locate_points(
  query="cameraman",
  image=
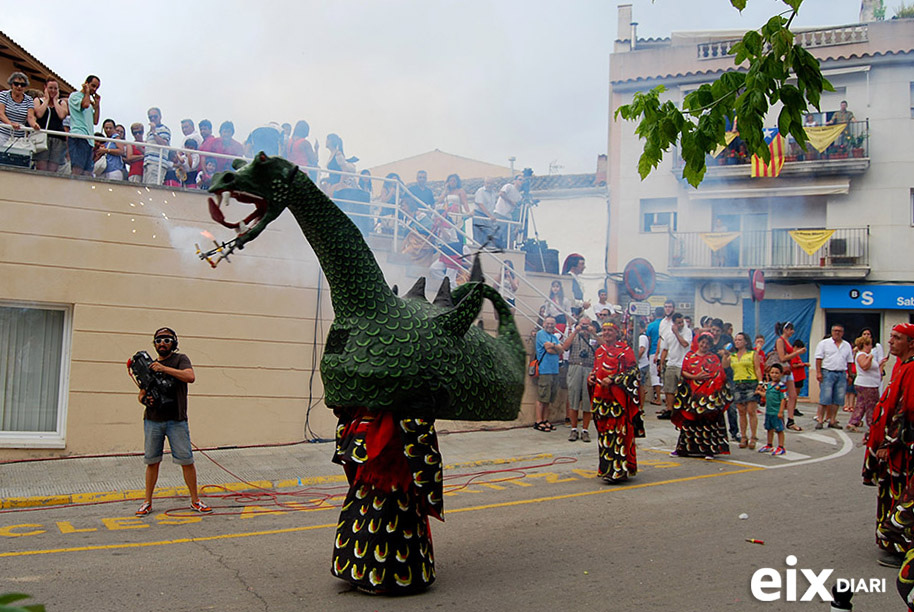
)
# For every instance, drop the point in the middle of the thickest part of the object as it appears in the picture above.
(167, 417)
(580, 344)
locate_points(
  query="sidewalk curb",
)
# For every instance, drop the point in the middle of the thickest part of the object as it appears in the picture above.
(106, 497)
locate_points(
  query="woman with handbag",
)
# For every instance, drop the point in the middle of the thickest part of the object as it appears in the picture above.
(700, 406)
(784, 353)
(16, 109)
(50, 111)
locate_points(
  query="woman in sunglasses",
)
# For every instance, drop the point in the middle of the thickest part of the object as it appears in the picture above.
(16, 108)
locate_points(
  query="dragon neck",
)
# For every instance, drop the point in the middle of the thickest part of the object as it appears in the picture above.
(357, 284)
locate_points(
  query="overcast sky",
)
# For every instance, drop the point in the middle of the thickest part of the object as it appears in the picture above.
(394, 78)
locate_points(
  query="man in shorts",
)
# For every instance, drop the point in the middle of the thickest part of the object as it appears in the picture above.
(675, 343)
(548, 350)
(166, 417)
(84, 116)
(832, 355)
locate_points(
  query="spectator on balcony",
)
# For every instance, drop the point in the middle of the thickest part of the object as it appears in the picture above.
(187, 165)
(16, 108)
(387, 204)
(84, 114)
(206, 133)
(365, 182)
(301, 152)
(155, 160)
(423, 192)
(225, 145)
(452, 207)
(187, 128)
(557, 305)
(285, 140)
(50, 111)
(509, 198)
(135, 154)
(340, 166)
(114, 153)
(842, 116)
(205, 178)
(266, 138)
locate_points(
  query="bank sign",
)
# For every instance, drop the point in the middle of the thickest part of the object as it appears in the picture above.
(867, 297)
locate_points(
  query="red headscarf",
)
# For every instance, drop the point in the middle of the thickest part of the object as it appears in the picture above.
(566, 265)
(906, 329)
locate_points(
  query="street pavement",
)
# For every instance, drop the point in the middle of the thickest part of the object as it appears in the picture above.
(528, 526)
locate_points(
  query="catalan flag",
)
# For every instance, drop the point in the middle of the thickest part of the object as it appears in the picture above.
(776, 145)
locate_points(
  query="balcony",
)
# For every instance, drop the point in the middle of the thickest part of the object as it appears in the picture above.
(843, 254)
(849, 154)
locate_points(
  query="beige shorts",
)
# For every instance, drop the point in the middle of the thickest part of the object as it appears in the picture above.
(672, 376)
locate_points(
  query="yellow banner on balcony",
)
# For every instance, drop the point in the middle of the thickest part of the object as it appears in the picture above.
(822, 137)
(811, 240)
(718, 240)
(728, 138)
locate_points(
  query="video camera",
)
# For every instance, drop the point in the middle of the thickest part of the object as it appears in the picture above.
(160, 388)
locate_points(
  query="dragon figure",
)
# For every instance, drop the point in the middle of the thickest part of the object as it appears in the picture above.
(390, 367)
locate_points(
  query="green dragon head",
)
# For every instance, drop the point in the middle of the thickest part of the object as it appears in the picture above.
(384, 352)
(265, 182)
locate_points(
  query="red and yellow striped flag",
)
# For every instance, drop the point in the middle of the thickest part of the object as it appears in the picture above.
(776, 146)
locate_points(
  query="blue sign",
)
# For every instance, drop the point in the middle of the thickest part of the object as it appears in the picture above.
(867, 297)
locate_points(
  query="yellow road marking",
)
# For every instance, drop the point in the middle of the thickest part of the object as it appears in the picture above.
(227, 536)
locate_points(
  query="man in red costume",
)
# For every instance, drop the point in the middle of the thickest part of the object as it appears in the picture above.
(889, 462)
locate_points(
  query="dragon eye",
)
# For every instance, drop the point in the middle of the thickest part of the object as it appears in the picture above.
(336, 341)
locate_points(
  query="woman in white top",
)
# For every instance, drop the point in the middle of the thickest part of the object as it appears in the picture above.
(557, 305)
(452, 206)
(866, 382)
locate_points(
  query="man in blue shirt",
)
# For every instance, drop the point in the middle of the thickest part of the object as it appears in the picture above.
(548, 349)
(653, 336)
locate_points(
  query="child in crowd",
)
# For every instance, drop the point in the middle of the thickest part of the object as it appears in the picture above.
(774, 397)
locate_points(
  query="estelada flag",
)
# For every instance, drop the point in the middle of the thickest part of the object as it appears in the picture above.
(776, 146)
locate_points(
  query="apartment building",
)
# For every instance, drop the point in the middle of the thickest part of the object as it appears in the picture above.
(832, 233)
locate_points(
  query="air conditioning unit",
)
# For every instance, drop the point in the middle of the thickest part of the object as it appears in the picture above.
(714, 291)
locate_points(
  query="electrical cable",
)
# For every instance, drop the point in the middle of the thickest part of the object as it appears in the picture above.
(318, 497)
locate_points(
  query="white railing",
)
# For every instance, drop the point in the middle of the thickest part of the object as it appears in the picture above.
(809, 39)
(362, 214)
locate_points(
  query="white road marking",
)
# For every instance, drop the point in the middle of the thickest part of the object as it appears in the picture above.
(819, 438)
(794, 459)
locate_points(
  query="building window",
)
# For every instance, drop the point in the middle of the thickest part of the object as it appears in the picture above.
(34, 357)
(658, 215)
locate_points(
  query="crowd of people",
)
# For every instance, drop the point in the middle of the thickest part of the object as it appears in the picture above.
(715, 385)
(429, 220)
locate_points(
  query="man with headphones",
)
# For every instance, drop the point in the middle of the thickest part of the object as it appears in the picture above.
(167, 418)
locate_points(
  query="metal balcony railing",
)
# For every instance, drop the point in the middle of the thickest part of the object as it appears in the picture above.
(773, 249)
(392, 218)
(852, 143)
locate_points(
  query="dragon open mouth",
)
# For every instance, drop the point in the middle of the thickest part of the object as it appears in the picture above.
(241, 227)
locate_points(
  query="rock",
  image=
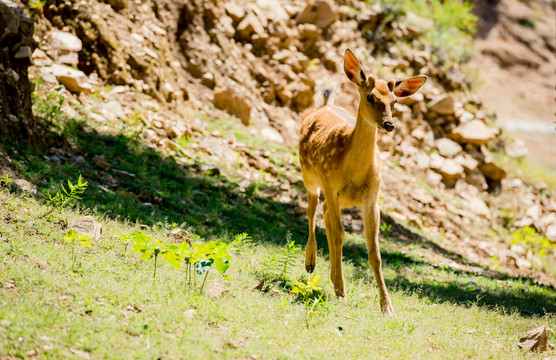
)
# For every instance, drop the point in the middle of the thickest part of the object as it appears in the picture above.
(479, 207)
(447, 147)
(100, 162)
(272, 134)
(444, 105)
(249, 26)
(467, 161)
(178, 130)
(303, 98)
(474, 132)
(10, 17)
(208, 80)
(319, 12)
(24, 52)
(516, 149)
(492, 171)
(60, 40)
(74, 80)
(477, 179)
(234, 104)
(26, 186)
(536, 340)
(88, 226)
(451, 171)
(112, 110)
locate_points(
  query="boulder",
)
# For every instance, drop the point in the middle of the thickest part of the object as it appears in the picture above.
(88, 226)
(474, 132)
(492, 171)
(249, 26)
(60, 40)
(447, 147)
(444, 105)
(535, 340)
(74, 80)
(234, 104)
(319, 12)
(451, 171)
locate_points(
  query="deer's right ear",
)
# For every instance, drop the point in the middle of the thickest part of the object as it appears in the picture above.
(353, 69)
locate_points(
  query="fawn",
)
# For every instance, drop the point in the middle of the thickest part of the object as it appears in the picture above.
(339, 155)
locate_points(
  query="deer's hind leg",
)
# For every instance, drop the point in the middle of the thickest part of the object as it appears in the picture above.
(311, 248)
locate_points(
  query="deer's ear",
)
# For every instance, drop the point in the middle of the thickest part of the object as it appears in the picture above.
(409, 86)
(353, 69)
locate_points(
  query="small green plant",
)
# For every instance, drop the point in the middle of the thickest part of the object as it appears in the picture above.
(278, 266)
(199, 258)
(6, 181)
(49, 106)
(529, 238)
(145, 245)
(64, 197)
(307, 290)
(385, 229)
(74, 238)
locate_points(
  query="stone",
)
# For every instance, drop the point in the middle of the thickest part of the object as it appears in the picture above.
(535, 340)
(477, 179)
(516, 149)
(319, 12)
(10, 17)
(61, 40)
(444, 105)
(433, 179)
(479, 207)
(447, 147)
(234, 104)
(303, 98)
(451, 171)
(24, 52)
(249, 26)
(26, 186)
(178, 130)
(473, 132)
(492, 171)
(74, 80)
(467, 161)
(112, 110)
(272, 134)
(88, 226)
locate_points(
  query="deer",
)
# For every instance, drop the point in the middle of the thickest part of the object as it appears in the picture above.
(339, 155)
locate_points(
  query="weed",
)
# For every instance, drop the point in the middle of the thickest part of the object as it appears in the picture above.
(64, 197)
(278, 266)
(73, 237)
(6, 181)
(528, 237)
(313, 305)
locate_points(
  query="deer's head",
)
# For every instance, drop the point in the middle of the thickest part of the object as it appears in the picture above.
(378, 96)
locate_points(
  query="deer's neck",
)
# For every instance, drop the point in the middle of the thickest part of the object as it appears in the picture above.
(363, 148)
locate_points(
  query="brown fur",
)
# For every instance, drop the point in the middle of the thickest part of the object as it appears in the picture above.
(339, 155)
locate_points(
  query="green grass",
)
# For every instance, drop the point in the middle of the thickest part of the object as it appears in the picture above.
(108, 307)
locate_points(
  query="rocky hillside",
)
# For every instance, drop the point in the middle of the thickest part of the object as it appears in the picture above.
(225, 81)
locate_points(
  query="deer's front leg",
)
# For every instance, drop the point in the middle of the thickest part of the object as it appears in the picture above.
(311, 248)
(371, 215)
(335, 236)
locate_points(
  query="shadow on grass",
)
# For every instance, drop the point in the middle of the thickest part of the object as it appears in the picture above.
(154, 189)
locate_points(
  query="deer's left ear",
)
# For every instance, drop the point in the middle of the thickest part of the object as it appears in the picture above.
(409, 86)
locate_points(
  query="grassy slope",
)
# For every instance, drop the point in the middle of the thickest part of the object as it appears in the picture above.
(109, 307)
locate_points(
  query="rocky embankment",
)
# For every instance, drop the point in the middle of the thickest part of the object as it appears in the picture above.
(178, 67)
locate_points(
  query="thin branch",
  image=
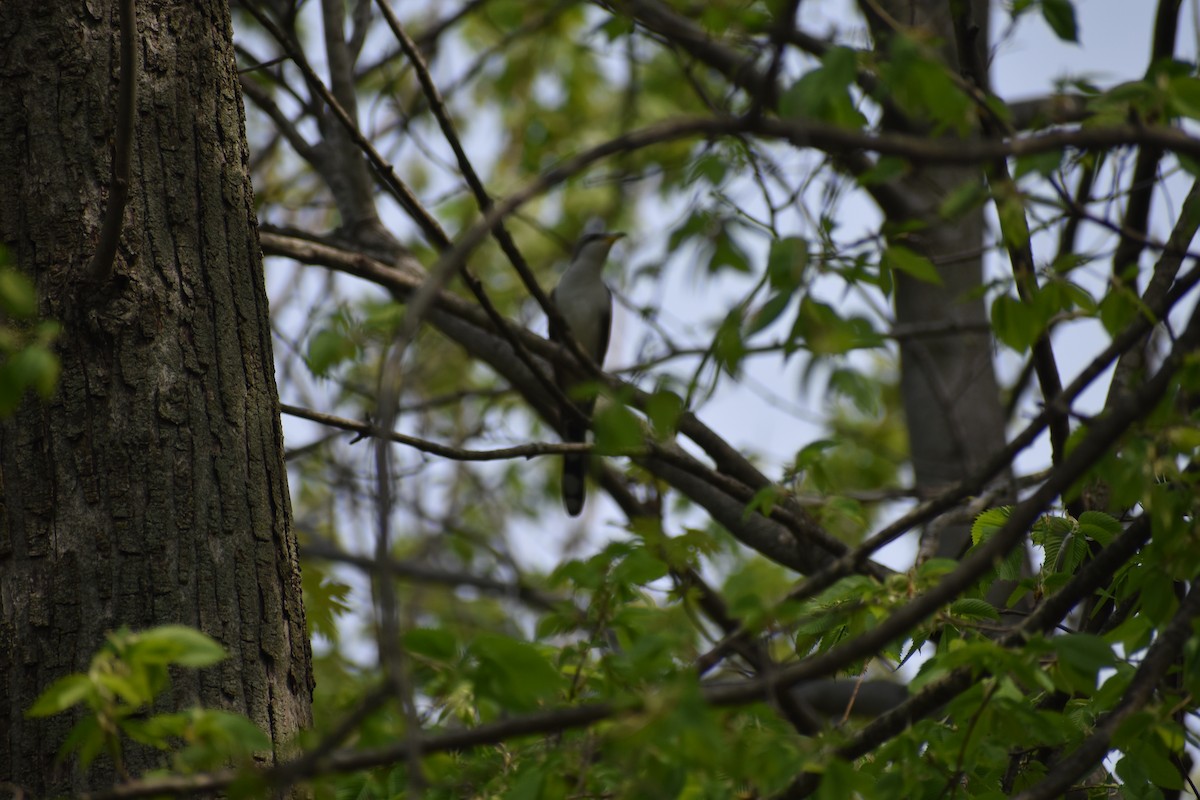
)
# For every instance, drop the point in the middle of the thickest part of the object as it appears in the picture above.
(531, 450)
(436, 576)
(1049, 613)
(1163, 653)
#####
REQUEST >>
Find every line above that contains the string "with" and copy each one. Matching is case-sensitive.

TASK SOLUTION >>
  query="woman with handbag",
  query="man with headphones",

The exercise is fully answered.